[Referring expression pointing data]

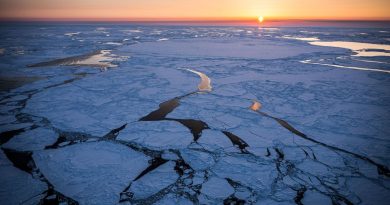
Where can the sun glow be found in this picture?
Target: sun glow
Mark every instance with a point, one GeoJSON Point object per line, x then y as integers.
{"type": "Point", "coordinates": [260, 19]}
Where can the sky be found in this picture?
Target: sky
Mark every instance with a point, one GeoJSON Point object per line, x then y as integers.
{"type": "Point", "coordinates": [196, 9]}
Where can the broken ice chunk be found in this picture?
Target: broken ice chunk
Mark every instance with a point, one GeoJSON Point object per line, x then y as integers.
{"type": "Point", "coordinates": [154, 181]}
{"type": "Point", "coordinates": [36, 139]}
{"type": "Point", "coordinates": [91, 173]}
{"type": "Point", "coordinates": [217, 188]}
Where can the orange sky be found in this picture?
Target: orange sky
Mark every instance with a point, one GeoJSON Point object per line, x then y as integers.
{"type": "Point", "coordinates": [196, 9]}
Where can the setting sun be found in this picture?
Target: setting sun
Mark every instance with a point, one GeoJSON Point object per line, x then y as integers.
{"type": "Point", "coordinates": [261, 19]}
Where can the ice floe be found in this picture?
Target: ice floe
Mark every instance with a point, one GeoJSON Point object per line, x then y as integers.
{"type": "Point", "coordinates": [346, 67]}
{"type": "Point", "coordinates": [205, 84]}
{"type": "Point", "coordinates": [36, 139]}
{"type": "Point", "coordinates": [362, 49]}
{"type": "Point", "coordinates": [91, 173]}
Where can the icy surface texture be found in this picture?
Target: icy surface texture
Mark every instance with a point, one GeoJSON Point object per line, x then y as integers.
{"type": "Point", "coordinates": [133, 114]}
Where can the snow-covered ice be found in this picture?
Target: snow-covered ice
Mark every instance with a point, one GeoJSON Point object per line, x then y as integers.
{"type": "Point", "coordinates": [91, 173]}
{"type": "Point", "coordinates": [194, 115]}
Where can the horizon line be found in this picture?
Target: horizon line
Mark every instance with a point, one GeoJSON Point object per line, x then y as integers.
{"type": "Point", "coordinates": [211, 19]}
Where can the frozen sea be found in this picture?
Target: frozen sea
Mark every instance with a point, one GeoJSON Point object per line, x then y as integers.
{"type": "Point", "coordinates": [119, 113]}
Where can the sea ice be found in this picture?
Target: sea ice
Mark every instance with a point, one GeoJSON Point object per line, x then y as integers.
{"type": "Point", "coordinates": [91, 173]}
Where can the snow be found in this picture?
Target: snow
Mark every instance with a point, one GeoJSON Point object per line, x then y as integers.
{"type": "Point", "coordinates": [154, 181]}
{"type": "Point", "coordinates": [157, 135]}
{"type": "Point", "coordinates": [250, 80]}
{"type": "Point", "coordinates": [258, 49]}
{"type": "Point", "coordinates": [18, 187]}
{"type": "Point", "coordinates": [358, 47]}
{"type": "Point", "coordinates": [93, 172]}
{"type": "Point", "coordinates": [197, 160]}
{"type": "Point", "coordinates": [31, 140]}
{"type": "Point", "coordinates": [217, 188]}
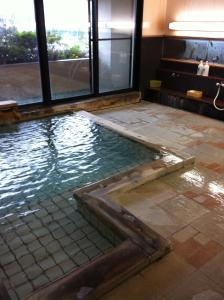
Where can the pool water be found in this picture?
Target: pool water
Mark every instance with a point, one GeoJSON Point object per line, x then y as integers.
{"type": "Point", "coordinates": [48, 156]}
{"type": "Point", "coordinates": [42, 235]}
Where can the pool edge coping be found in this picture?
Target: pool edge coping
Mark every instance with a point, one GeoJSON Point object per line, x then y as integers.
{"type": "Point", "coordinates": [138, 237]}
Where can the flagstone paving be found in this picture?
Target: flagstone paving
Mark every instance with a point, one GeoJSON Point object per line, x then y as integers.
{"type": "Point", "coordinates": [186, 207]}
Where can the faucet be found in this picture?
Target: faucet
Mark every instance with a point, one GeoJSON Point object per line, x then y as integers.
{"type": "Point", "coordinates": [219, 85]}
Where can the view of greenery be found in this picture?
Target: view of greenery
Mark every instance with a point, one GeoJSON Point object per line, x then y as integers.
{"type": "Point", "coordinates": [21, 47]}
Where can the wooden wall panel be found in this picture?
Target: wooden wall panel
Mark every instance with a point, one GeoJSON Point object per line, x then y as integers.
{"type": "Point", "coordinates": [154, 17]}
{"type": "Point", "coordinates": [194, 10]}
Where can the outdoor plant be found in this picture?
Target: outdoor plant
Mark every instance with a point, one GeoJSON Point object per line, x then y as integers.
{"type": "Point", "coordinates": [21, 47]}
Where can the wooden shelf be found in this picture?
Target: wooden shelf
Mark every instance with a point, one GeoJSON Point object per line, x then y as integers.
{"type": "Point", "coordinates": [191, 74]}
{"type": "Point", "coordinates": [204, 99]}
{"type": "Point", "coordinates": [190, 61]}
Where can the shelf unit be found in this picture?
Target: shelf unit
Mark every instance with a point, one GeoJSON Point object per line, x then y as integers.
{"type": "Point", "coordinates": [178, 76]}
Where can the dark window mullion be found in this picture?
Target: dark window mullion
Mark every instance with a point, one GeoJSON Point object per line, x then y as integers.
{"type": "Point", "coordinates": [42, 46]}
{"type": "Point", "coordinates": [137, 42]}
{"type": "Point", "coordinates": [95, 47]}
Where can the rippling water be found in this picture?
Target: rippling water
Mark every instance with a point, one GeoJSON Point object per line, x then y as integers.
{"type": "Point", "coordinates": [45, 157]}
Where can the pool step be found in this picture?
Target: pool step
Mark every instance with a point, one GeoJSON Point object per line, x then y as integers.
{"type": "Point", "coordinates": [8, 111]}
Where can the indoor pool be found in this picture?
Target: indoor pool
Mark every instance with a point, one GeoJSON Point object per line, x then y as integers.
{"type": "Point", "coordinates": [43, 236]}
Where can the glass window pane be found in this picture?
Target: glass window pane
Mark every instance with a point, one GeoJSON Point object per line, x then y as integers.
{"type": "Point", "coordinates": [114, 65]}
{"type": "Point", "coordinates": [19, 67]}
{"type": "Point", "coordinates": [116, 18]}
{"type": "Point", "coordinates": [67, 28]}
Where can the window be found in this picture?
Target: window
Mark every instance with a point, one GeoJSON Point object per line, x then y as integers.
{"type": "Point", "coordinates": [19, 62]}
{"type": "Point", "coordinates": [54, 50]}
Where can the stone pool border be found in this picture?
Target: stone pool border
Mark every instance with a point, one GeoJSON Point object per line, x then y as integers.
{"type": "Point", "coordinates": [139, 246]}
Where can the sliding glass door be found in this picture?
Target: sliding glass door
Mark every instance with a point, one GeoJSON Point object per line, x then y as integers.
{"type": "Point", "coordinates": [67, 32]}
{"type": "Point", "coordinates": [66, 50]}
{"type": "Point", "coordinates": [116, 26]}
{"type": "Point", "coordinates": [19, 60]}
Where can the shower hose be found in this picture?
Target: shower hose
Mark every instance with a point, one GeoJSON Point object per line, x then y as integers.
{"type": "Point", "coordinates": [220, 85]}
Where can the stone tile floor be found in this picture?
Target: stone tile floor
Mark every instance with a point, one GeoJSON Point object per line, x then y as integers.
{"type": "Point", "coordinates": [46, 243]}
{"type": "Point", "coordinates": [186, 207]}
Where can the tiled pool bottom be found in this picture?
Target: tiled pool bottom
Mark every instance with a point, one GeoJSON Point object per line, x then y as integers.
{"type": "Point", "coordinates": [41, 247]}
{"type": "Point", "coordinates": [42, 234]}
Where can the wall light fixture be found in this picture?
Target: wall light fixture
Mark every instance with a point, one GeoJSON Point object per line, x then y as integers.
{"type": "Point", "coordinates": [205, 26]}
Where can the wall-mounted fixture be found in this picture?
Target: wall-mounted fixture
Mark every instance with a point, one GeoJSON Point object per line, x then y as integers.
{"type": "Point", "coordinates": [205, 26]}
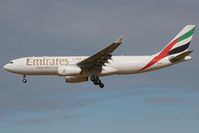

### Work instructions
Beginning with the line above that contains "Target: wooden wall panel", copy each line exactly up to and including the line that contains "Where can the outdoor", and go no further.

### Solution to the exercise
Target: wooden wall panel
Mark every instance with a point, one GeoJSON Point object per line, x then y as integers.
{"type": "Point", "coordinates": [154, 17]}
{"type": "Point", "coordinates": [194, 10]}
Where can the outdoor plant be found in this picture?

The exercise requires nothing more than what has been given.